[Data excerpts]
○ ○ ○ ○ ○
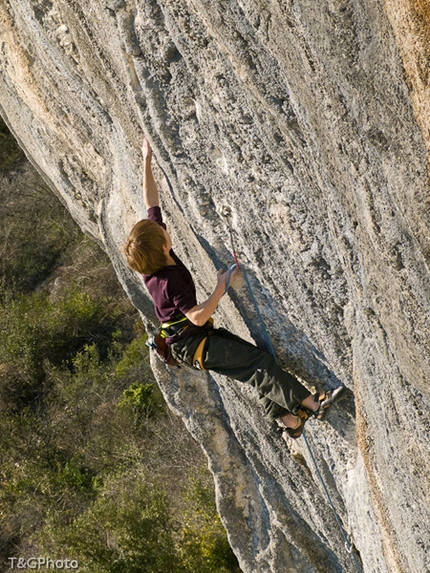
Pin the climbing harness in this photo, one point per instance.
(225, 212)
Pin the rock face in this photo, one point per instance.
(309, 120)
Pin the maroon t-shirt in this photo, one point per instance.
(172, 288)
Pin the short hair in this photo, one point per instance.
(144, 247)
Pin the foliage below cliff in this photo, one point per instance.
(89, 450)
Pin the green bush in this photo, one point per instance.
(128, 529)
(92, 463)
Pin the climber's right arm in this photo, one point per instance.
(150, 192)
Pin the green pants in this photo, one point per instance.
(232, 356)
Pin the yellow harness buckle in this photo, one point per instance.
(198, 355)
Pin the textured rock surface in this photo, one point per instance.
(311, 123)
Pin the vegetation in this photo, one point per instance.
(88, 446)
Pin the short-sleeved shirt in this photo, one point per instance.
(172, 287)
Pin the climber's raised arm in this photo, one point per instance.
(150, 192)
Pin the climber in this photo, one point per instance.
(187, 330)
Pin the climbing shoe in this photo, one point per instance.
(326, 400)
(302, 415)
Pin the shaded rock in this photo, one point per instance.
(303, 117)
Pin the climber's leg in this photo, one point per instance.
(232, 356)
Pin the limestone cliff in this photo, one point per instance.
(310, 119)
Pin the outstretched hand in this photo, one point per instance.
(146, 150)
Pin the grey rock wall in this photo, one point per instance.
(303, 118)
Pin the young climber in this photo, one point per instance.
(187, 327)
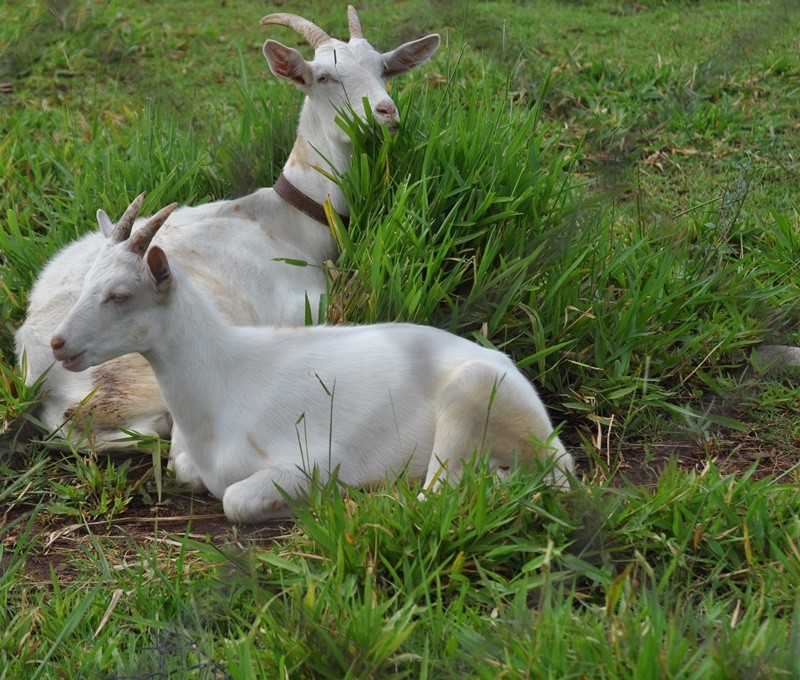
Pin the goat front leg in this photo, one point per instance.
(186, 472)
(257, 498)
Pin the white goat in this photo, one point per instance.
(236, 251)
(260, 407)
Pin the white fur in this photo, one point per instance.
(260, 407)
(231, 248)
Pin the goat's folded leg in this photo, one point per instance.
(258, 498)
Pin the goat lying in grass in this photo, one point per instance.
(259, 408)
(236, 250)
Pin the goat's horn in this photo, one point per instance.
(353, 23)
(123, 228)
(309, 30)
(141, 239)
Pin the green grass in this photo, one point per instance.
(606, 191)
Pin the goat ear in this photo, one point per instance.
(287, 63)
(158, 266)
(106, 225)
(409, 56)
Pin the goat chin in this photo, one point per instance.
(238, 251)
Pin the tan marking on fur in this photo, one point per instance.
(125, 391)
(256, 447)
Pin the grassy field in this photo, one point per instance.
(608, 191)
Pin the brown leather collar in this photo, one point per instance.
(304, 203)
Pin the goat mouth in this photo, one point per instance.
(71, 363)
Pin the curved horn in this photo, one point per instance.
(309, 30)
(353, 23)
(123, 228)
(141, 239)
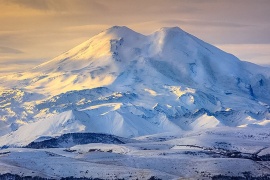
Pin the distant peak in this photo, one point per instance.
(171, 29)
(120, 31)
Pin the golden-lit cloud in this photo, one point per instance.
(39, 30)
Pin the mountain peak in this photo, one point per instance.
(120, 31)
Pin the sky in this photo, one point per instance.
(35, 31)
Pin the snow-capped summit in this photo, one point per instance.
(125, 83)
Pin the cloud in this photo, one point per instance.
(9, 50)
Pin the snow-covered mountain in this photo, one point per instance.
(124, 83)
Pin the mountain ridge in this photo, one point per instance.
(128, 84)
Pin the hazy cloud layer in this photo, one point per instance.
(42, 29)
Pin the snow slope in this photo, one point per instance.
○ ○ ○ ○ ○
Task to carry out => Without including any picture, retype the entries exactly.

Answer to this problem =>
Pin the climbing harness in this photo, one point per instance.
(225, 212)
Pin the rock face in this photo, one point per instance.
(309, 120)
Pin the maroon t-shirt in this photo, one point per instance.
(172, 288)
Pin the short hair in this photo, one point per instance.
(144, 247)
Pin the foliage below cliff in this photo, one point per instance.
(89, 450)
Pin the green bush in this photo, one point per instance.
(128, 529)
(92, 463)
Pin the climber's right arm in this photo, one point per instance.
(150, 192)
Pin the green pants in this photo, one point per instance.
(232, 356)
Pin the yellow harness buckle in this photo, one point per instance.
(198, 355)
Pin the textured rock surface in this photo, one point per instance.
(311, 123)
Pin the vegetation in this photo, one point per instance.
(88, 446)
Pin the short-sleeved shirt in this photo, one point per instance.
(172, 287)
Pin the climber's raised arm in this photo, one point per instance.
(150, 192)
Pin the climber in this photo, one point per instance.
(187, 330)
Pin the climbing shoe in this photo, one point per instance.
(326, 400)
(302, 415)
Pin the shaded rock in this photo, one point per instance.
(303, 117)
Pin the climber's leg in this photo, one point per instance.
(232, 356)
Pin the limestone cliff in this photo, one point per instance.
(310, 119)
Pin the outstretched hand in this photo, one point per instance.
(146, 150)
Pin the grey rock wall in this photo, one point per instance.
(303, 118)
Pin the young climber in this photo, one point per instance.
(187, 327)
Pin the goat front leg in this photo, one point per instance.
(186, 472)
(257, 498)
Pin the white goat in this photo, one point per instance.
(236, 251)
(260, 407)
Pin the white fur in this photo, one point per instance.
(260, 407)
(231, 248)
Pin the goat's folded leg in this photo, one point per instance.
(258, 498)
Pin the goat lying in grass in this photo, one point per instance.
(259, 408)
(236, 250)
Pin the goat's horn in this photo, one point per instance.
(353, 23)
(123, 228)
(309, 30)
(141, 239)
Pin the green grass in this photo, one point per instance.
(606, 191)
Pin the goat ear in this photo, one point per instance.
(287, 63)
(158, 266)
(106, 225)
(409, 56)
Pin the goat chin in this photo, one point per instance.
(238, 251)
Pin the tan marking on fur in this photo, one point per instance.
(125, 391)
(256, 447)
Pin the grassy field in this photo, one point per instance.
(608, 191)
Pin the brown leather collar in this photo, one point per instance.
(304, 203)
Pin the goat mouth in this photo, one point per instance.
(71, 363)
Pin the curved horn in this photo, one point per instance.
(309, 30)
(353, 23)
(123, 228)
(141, 239)
Pin the distant peak in this photo, one point per instance.
(171, 29)
(120, 31)
Pin the golden-lit cloud in this photo, one point per instance.
(39, 30)
Pin the mountain peak in this photo, one point per instance.
(120, 31)
Pin the sky in this photo, one point per instance.
(35, 31)
Pin the snow-capped summit in this photo, one point per instance.
(125, 83)
Pin the cloud in this photo, one point per instance.
(9, 50)
Pin the snow-covered mountain in this photo, one point per instance.
(124, 83)
Pin the mountain ridge in this photo, one point per instance.
(128, 84)
Pin the hazy cloud layer in this photo, one point per instance.
(42, 29)
Pin the snow slope in this photo, one point per instance.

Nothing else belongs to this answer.